**Exercise:**
Retype only the lines that run from the top of the material below to the line bearing "positive clicks: (729, 238)", inclusive, and keep the pictures out.

**Extracted records:**
[Start of section]
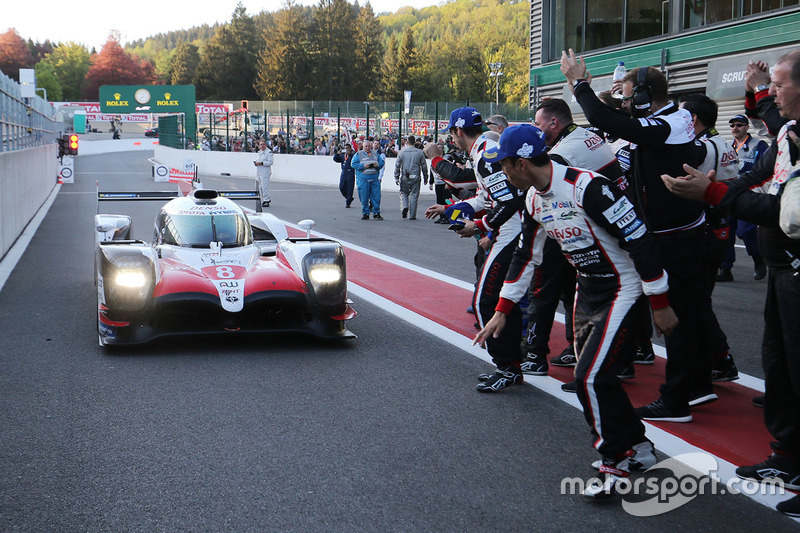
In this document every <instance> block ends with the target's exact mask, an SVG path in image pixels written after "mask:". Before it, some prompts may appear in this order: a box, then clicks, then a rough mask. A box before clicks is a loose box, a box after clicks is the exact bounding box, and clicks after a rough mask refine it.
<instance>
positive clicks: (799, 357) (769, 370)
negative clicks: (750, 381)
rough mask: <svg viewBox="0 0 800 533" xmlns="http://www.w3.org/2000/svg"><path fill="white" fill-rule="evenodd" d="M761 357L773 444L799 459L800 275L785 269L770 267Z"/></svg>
mask: <svg viewBox="0 0 800 533" xmlns="http://www.w3.org/2000/svg"><path fill="white" fill-rule="evenodd" d="M761 360H762V363H763V365H764V383H765V390H766V400H765V403H764V421H765V422H766V425H767V429H768V430H769V432H770V434H771V435H772V436H773V437H774V438H775V440H776V441H777V442H776V443H775V444H773V447H774V448H776V449H778V450H780V451H783V452H785V453H787V454H789V455H793V456H794V457H796V458H798V459H800V275H796V274H795V273H794V271H793V270H791V269H788V268H787V269H774V270H773V269H770V273H769V280H768V282H767V302H766V306H765V308H764V339H763V342H762V345H761Z"/></svg>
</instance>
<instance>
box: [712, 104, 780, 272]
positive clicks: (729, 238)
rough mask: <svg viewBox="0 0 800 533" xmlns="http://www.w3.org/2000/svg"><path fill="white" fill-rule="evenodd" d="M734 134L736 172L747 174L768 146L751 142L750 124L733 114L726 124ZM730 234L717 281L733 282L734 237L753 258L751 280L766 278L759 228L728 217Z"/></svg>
mask: <svg viewBox="0 0 800 533" xmlns="http://www.w3.org/2000/svg"><path fill="white" fill-rule="evenodd" d="M728 123H729V124H730V127H731V135H733V149H734V150H736V155H737V157H738V158H739V173H742V172H747V171H749V170H750V169H751V168H753V165H755V164H756V161H758V158H759V157H761V155H762V154H764V153H766V151H767V150H769V145H768V144H767V143H766V142H764V141H763V140H760V139H759V140H756V139H754V138H753V137H752V136H751V135H750V133H748V130H749V129H750V122H749V121H748V120H747V117H746V116H744V115H736V116H734V117H733V118H732V119H730V120H729V121H728ZM728 222H729V223H730V235H729V237H728V239H729V240H728V251H727V253H726V255H725V259H724V260H723V261H722V265H720V267H719V272H718V273H717V281H722V282H725V281H733V274H732V273H731V268H733V263H734V262H735V261H736V237H739V238H740V239H742V242H744V247H745V250H747V255H749V256H750V257H752V258H753V279H755V280H757V281H758V280H762V279H764V277H766V275H767V265H766V264H765V263H764V259H763V258H762V257H761V251H760V250H759V249H758V227H757V226H756V225H755V224H753V223H751V222H746V221H744V220H736V218H735V217H733V216H729V217H728Z"/></svg>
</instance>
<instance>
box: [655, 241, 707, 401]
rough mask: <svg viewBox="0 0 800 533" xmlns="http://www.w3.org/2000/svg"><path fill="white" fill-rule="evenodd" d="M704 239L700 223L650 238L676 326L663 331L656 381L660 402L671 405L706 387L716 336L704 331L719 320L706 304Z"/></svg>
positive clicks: (685, 400) (688, 398) (706, 261)
mask: <svg viewBox="0 0 800 533" xmlns="http://www.w3.org/2000/svg"><path fill="white" fill-rule="evenodd" d="M707 239H708V236H707V233H706V230H705V228H697V229H694V230H689V231H683V232H677V233H673V234H669V235H658V236H656V238H655V244H656V248H657V250H658V253H659V255H660V258H661V260H662V262H663V265H664V270H666V271H667V274H668V275H669V292H668V296H669V303H670V305H671V306H672V309H673V310H674V311H675V314H676V315H677V316H678V326H677V327H676V328H675V330H674V331H673V332H672V334H671V335H669V336H667V337H666V341H665V344H666V347H667V369H666V380H665V382H664V384H662V385H661V387H660V392H661V398H662V399H663V401H664V404H665V405H666V406H667V407H669V408H672V409H685V408H687V407H688V403H689V397H690V396H691V395H692V394H693V393H696V392H698V391H706V390H710V389H711V354H712V352H713V351H714V350H715V349H716V346H717V345H716V344H715V343H716V342H717V341H716V340H715V339H714V338H713V336H711V335H708V334H707V332H710V331H714V330H715V328H716V329H719V324H718V323H717V318H716V316H715V315H714V311H713V309H712V306H711V291H712V290H713V282H712V280H713V279H714V277H713V272H714V271H715V267H714V261H713V260H712V258H711V257H710V256H709V254H710V253H711V252H710V250H709V246H708V242H709V241H708V240H707ZM715 325H716V326H715Z"/></svg>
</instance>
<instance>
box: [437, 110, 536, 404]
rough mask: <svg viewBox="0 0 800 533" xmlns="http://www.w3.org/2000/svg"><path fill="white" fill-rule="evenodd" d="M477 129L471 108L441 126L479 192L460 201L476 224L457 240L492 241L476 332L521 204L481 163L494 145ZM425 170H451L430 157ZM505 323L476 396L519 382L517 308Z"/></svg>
mask: <svg viewBox="0 0 800 533" xmlns="http://www.w3.org/2000/svg"><path fill="white" fill-rule="evenodd" d="M482 126H483V119H482V117H481V114H480V113H479V112H478V110H477V109H474V108H472V107H459V108H458V109H455V110H453V112H452V113H450V123H449V124H448V126H447V128H448V130H449V131H450V134H451V135H452V136H453V141H454V142H455V144H456V146H458V147H459V148H460V149H462V150H464V151H465V152H467V153H469V155H470V159H471V161H472V166H473V170H474V175H475V179H476V180H477V182H478V187H479V189H478V194H477V195H476V196H475V197H473V198H469V199H467V200H465V201H467V202H469V203H470V205H471V206H472V208H473V210H474V211H475V213H476V219H475V221H474V222H472V221H467V222H466V223H465V225H464V228H463V229H461V230H459V234H460V235H461V236H462V237H472V236H473V235H475V234H476V232H480V233H481V234H487V233H489V232H492V233H493V234H494V236H495V238H494V240H493V242H491V244H490V245H489V249H488V252H487V253H486V259H485V261H484V264H483V268H482V270H481V274H480V276H479V279H478V284H477V286H476V289H475V295H474V297H473V302H472V306H473V308H474V309H475V313H476V316H477V319H478V325H479V326H480V327H483V326H484V325H485V324H486V322H487V321H488V320H489V319H490V318H491V317H492V314H493V313H494V308H495V306H496V305H497V300H498V298H499V297H500V289H502V287H503V280H504V279H505V277H506V272H507V271H508V265H509V264H510V263H511V256H512V254H513V253H514V248H516V246H517V241H518V240H519V233H520V230H521V227H522V226H521V220H520V214H519V212H520V209H522V206H523V202H524V199H525V196H524V194H523V193H522V192H520V190H519V189H517V188H516V187H514V186H513V185H511V184H510V183H508V180H507V179H506V176H505V174H503V171H502V170H501V169H500V165H499V164H497V163H488V162H486V160H484V159H483V158H482V157H481V155H482V154H483V152H485V151H486V150H488V149H490V148H494V147H496V146H497V141H495V140H492V139H491V138H490V137H488V136H487V134H484V133H483V127H482ZM492 135H495V134H492ZM431 144H433V143H431ZM431 150H435V148H431ZM431 167H432V168H433V169H434V170H436V171H437V172H439V173H440V174H441V175H442V177H444V176H445V174H447V173H448V169H449V170H452V168H451V164H450V163H448V162H447V161H445V160H444V159H442V158H441V157H440V156H435V157H434V158H433V160H431ZM487 205H488V206H489V208H488V209H487V207H486V206H487ZM444 210H445V206H443V205H439V204H436V205H433V206H431V207H429V208H428V209H427V210H426V211H425V217H426V218H433V217H438V216H440V215H441V214H443V213H444ZM508 322H509V327H508V328H507V329H506V331H504V332H502V333H501V334H499V335H498V336H497V337H493V338H492V339H490V340H489V341H488V342H487V343H486V347H487V350H488V352H489V355H490V356H491V357H492V362H494V364H495V365H497V369H496V371H495V372H494V373H492V374H482V375H480V376H479V377H478V379H479V380H480V381H481V383H479V384H478V386H477V389H478V390H479V391H481V392H497V391H499V390H502V389H504V388H506V387H508V386H510V385H516V384H519V383H522V382H523V377H522V369H521V362H522V355H521V352H520V349H519V342H520V337H521V332H522V312H521V311H520V309H519V306H513V308H512V309H510V310H509V314H508Z"/></svg>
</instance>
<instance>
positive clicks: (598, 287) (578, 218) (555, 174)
mask: <svg viewBox="0 0 800 533" xmlns="http://www.w3.org/2000/svg"><path fill="white" fill-rule="evenodd" d="M483 158H484V160H486V161H487V162H499V163H500V164H501V167H502V169H503V172H504V173H505V174H506V176H508V179H509V181H511V183H512V184H514V185H515V186H516V187H518V188H519V189H521V190H525V191H527V196H526V198H525V209H524V211H523V217H524V218H523V230H522V231H523V236H522V240H521V242H520V245H519V246H518V247H517V249H516V250H515V252H514V257H513V259H512V262H511V267H510V268H509V270H508V274H507V275H506V283H505V284H504V286H503V289H502V291H501V292H500V300H499V302H498V304H497V307H496V310H495V311H496V312H495V314H494V316H493V317H492V319H491V320H490V321H489V322H488V323H487V324H486V326H485V327H484V328H483V329H482V330H481V331H480V332H479V333H478V335H477V336H476V337H475V342H477V343H480V344H483V343H484V342H485V341H486V340H487V339H490V338H492V337H494V336H496V335H498V334H500V333H501V332H502V331H503V329H504V328H505V326H506V316H507V313H508V311H509V309H511V308H512V307H513V305H514V303H515V302H517V301H519V299H520V298H521V297H522V296H523V294H524V291H525V288H526V287H527V286H528V285H527V284H528V283H529V282H530V279H531V278H532V276H533V267H534V265H536V264H538V263H540V262H541V260H542V255H543V250H544V242H545V239H546V238H547V237H548V236H549V237H551V238H553V239H555V240H556V241H557V242H558V244H559V246H560V247H561V250H562V252H563V253H564V255H565V256H566V257H567V259H568V260H569V261H570V263H572V265H573V266H574V267H575V269H576V270H577V272H578V276H577V279H578V284H577V285H578V287H577V297H576V299H575V309H574V327H575V348H576V352H577V355H578V364H577V366H576V367H575V380H576V385H577V393H578V398H579V399H580V402H581V405H582V406H583V413H584V416H585V418H586V421H587V422H588V423H589V426H590V428H591V433H592V443H593V446H594V448H596V449H597V451H598V452H600V454H601V455H602V460H601V462H600V464H598V465H597V466H598V467H599V469H600V477H601V478H602V482H601V483H598V484H593V485H590V486H589V488H587V490H586V492H585V495H586V496H590V497H593V498H598V497H604V496H610V495H611V494H612V493H613V491H614V485H615V483H616V481H617V480H619V479H620V478H624V477H627V476H628V475H629V472H630V469H631V468H636V469H647V468H649V467H650V466H653V465H654V464H655V463H656V457H655V454H654V452H653V446H652V444H651V443H650V442H649V441H648V440H647V438H646V437H645V428H644V424H643V423H642V422H641V420H639V417H637V416H636V413H635V411H634V409H633V406H632V405H631V402H630V400H629V399H628V396H627V394H626V393H625V391H624V389H623V388H622V385H621V384H620V381H619V378H618V377H617V374H618V373H619V371H620V370H622V368H623V367H624V366H625V365H626V364H627V357H626V354H628V353H630V352H631V351H633V350H634V349H635V344H636V339H635V335H634V332H635V331H636V330H635V327H636V325H637V324H638V315H639V314H640V313H646V312H647V310H646V302H645V301H644V300H642V299H641V298H640V296H641V294H642V293H644V294H645V295H647V296H648V297H649V299H650V304H651V306H652V308H653V322H654V324H655V326H656V328H657V329H658V331H659V332H660V333H664V334H669V333H670V332H671V331H672V330H673V329H674V328H675V326H676V325H677V323H678V319H677V317H676V316H675V313H674V312H673V310H672V308H671V307H670V306H669V301H668V298H667V290H668V288H669V287H668V283H667V273H666V272H665V271H664V270H663V268H662V267H661V265H660V263H659V262H658V258H657V254H655V253H654V251H653V242H652V236H651V235H650V234H649V233H648V231H647V227H646V226H645V224H644V222H643V220H642V217H641V215H640V214H639V213H638V212H637V210H636V209H635V208H634V205H633V203H631V201H630V200H629V199H628V198H627V197H626V196H625V195H624V194H623V193H622V191H620V190H619V188H617V187H616V186H615V185H614V183H613V182H611V181H610V180H608V179H607V178H605V177H604V176H601V175H599V174H595V173H593V172H591V171H589V170H584V169H578V168H571V167H566V166H563V165H559V164H558V163H555V162H553V161H551V160H550V158H549V156H548V155H547V153H546V143H545V139H544V133H542V131H541V130H539V129H538V128H536V127H534V126H531V125H528V124H523V125H519V126H512V127H510V128H508V129H506V130H505V131H504V132H503V135H502V136H501V137H500V143H499V146H498V147H497V148H493V149H491V150H487V151H486V152H485V153H484V154H483ZM517 280H523V282H522V283H519V282H518V281H517ZM643 280H647V281H643Z"/></svg>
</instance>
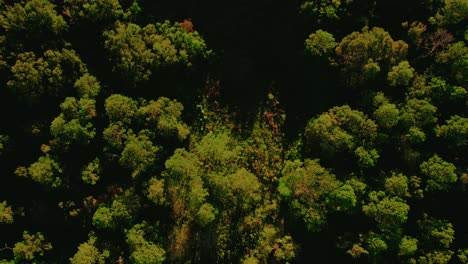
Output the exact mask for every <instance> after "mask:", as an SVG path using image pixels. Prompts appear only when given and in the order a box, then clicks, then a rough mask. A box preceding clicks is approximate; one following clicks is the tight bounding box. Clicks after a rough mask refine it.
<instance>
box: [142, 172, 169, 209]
mask: <svg viewBox="0 0 468 264" xmlns="http://www.w3.org/2000/svg"><path fill="white" fill-rule="evenodd" d="M146 197H147V198H148V199H149V200H150V201H152V202H153V203H154V204H156V205H163V204H165V202H166V194H165V192H164V179H158V178H156V177H153V178H151V179H150V180H149V181H148V185H147V195H146Z"/></svg>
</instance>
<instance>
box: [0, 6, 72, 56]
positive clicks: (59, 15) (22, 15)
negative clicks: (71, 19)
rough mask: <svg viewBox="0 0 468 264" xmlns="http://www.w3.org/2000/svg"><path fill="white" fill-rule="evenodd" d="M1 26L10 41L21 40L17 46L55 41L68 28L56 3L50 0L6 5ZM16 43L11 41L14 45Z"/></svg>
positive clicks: (18, 46) (62, 33)
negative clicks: (19, 44)
mask: <svg viewBox="0 0 468 264" xmlns="http://www.w3.org/2000/svg"><path fill="white" fill-rule="evenodd" d="M0 26H1V27H2V28H3V30H4V31H5V33H6V35H7V36H8V38H7V39H8V41H14V42H19V43H16V44H20V45H18V46H17V47H15V48H20V47H22V46H24V45H28V44H32V45H33V47H35V48H37V46H38V45H36V44H37V43H42V46H44V44H46V43H48V42H50V41H51V40H52V42H54V41H55V39H56V38H57V37H58V36H61V35H62V34H63V33H65V31H66V30H67V28H68V26H67V23H66V22H65V20H64V19H63V17H62V16H60V15H58V14H57V11H56V10H55V5H54V4H52V3H51V2H50V1H48V0H29V1H23V2H21V3H14V4H12V5H5V7H4V8H2V10H1V11H0ZM13 45H14V43H11V46H13Z"/></svg>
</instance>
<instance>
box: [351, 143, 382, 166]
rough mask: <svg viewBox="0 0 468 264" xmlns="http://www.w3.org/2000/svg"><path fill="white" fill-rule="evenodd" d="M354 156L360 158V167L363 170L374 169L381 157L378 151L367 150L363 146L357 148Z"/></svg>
mask: <svg viewBox="0 0 468 264" xmlns="http://www.w3.org/2000/svg"><path fill="white" fill-rule="evenodd" d="M354 154H355V155H356V157H357V158H358V164H359V166H361V167H363V168H370V167H374V166H375V165H376V164H377V160H378V159H379V157H380V155H379V153H378V152H377V150H376V149H371V150H367V149H365V148H364V147H362V146H360V147H357V148H356V150H355V151H354Z"/></svg>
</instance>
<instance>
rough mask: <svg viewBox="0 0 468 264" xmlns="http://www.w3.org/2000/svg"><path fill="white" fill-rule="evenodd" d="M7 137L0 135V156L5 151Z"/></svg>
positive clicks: (2, 135)
mask: <svg viewBox="0 0 468 264" xmlns="http://www.w3.org/2000/svg"><path fill="white" fill-rule="evenodd" d="M8 139H9V137H8V136H5V135H0V156H1V155H2V153H3V151H4V150H5V146H6V144H7V142H8Z"/></svg>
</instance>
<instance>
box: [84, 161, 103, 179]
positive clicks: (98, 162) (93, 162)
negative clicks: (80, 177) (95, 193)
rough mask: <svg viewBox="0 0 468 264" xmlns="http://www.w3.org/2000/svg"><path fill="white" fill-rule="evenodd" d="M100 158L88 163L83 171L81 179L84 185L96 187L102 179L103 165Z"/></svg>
mask: <svg viewBox="0 0 468 264" xmlns="http://www.w3.org/2000/svg"><path fill="white" fill-rule="evenodd" d="M100 164H101V163H100V161H99V159H98V158H95V159H94V160H93V161H92V162H90V163H88V165H86V167H84V168H83V169H82V171H81V179H82V180H83V182H84V183H86V184H90V185H95V184H96V183H97V182H98V181H99V178H100V176H99V175H100V174H101V165H100Z"/></svg>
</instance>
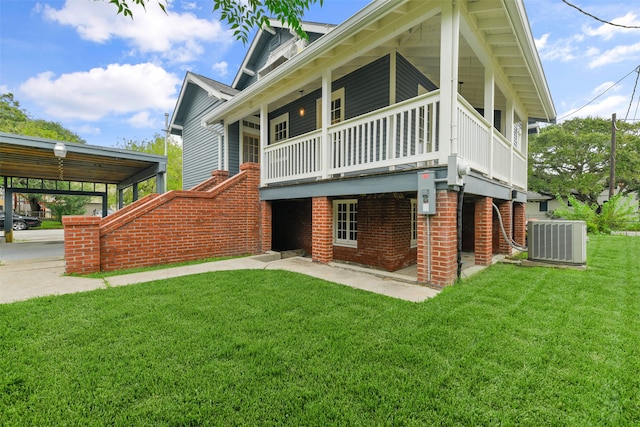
[End of section]
**Written reply:**
In this document every <instance> block ends with the target's exact mask, an SVG path in image pixels written after "mask:". Before it, some prompts may appear in this order: a box, then clicks, then a rough mask. A box before clicks is a loose box, a box after clicks is the exact bounding box, and clicks after a rough mask refine it.
<instance>
positive clicks: (799, 357) (769, 370)
negative clicks: (750, 381)
rough mask: <svg viewBox="0 0 800 533" xmlns="http://www.w3.org/2000/svg"><path fill="white" fill-rule="evenodd" d="M761 357L773 444L799 459L800 275L785 269L770 267Z"/></svg>
mask: <svg viewBox="0 0 800 533" xmlns="http://www.w3.org/2000/svg"><path fill="white" fill-rule="evenodd" d="M761 360H762V363H763V365H764V383H765V390H766V400H765V403H764V421H765V422H766V425H767V429H768V430H769V432H770V434H771V435H772V436H773V437H774V438H775V440H776V441H777V442H776V443H775V444H773V447H774V448H776V449H778V450H780V451H783V452H785V453H787V454H789V455H793V456H794V457H796V458H798V459H800V275H796V274H795V273H794V271H793V270H791V269H788V268H787V269H774V270H773V269H770V273H769V280H768V282H767V302H766V306H765V308H764V339H763V342H762V345H761Z"/></svg>
</instance>
<instance>
box: [712, 104, 780, 272]
positive clicks: (729, 238)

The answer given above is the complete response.